→ **Entries from an annotation dataset**:
>>>>

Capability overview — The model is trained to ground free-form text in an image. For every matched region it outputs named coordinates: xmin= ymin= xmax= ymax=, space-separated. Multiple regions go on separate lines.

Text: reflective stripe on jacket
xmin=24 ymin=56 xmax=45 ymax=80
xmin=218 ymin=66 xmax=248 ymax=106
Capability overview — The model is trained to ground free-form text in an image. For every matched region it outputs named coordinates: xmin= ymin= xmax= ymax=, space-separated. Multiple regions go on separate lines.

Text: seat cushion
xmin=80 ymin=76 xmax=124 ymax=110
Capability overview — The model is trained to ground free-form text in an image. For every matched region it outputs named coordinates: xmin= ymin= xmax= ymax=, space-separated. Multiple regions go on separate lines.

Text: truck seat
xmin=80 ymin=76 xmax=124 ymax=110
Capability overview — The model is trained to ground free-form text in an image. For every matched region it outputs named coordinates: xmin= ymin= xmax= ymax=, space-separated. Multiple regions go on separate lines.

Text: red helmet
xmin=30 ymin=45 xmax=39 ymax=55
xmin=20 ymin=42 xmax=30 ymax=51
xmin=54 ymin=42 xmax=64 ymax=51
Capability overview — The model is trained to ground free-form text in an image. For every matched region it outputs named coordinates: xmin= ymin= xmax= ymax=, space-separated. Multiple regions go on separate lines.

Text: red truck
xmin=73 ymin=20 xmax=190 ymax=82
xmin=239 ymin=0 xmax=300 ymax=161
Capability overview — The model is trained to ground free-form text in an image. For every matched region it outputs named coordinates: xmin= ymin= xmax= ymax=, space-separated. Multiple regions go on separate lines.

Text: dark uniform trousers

<<<<

→ **SHORT PROBLEM**: Lay out the rows above, from the start of the rows through the line containing "xmin=218 ymin=66 xmax=248 ymax=106", as a JSON list of strings with one string per line and blank lines omitted. Include only those lines.

→ **TASK SOLUTION**:
[
  "Capability overview — The model is trained to ground free-form text in an image. For every matched region it outputs named coordinates: xmin= ymin= xmax= ymax=, space-separated. Multiple regions go on separate lines.",
  "Text: reflective stripe on jacket",
  "xmin=24 ymin=56 xmax=45 ymax=80",
  "xmin=218 ymin=66 xmax=248 ymax=106"
]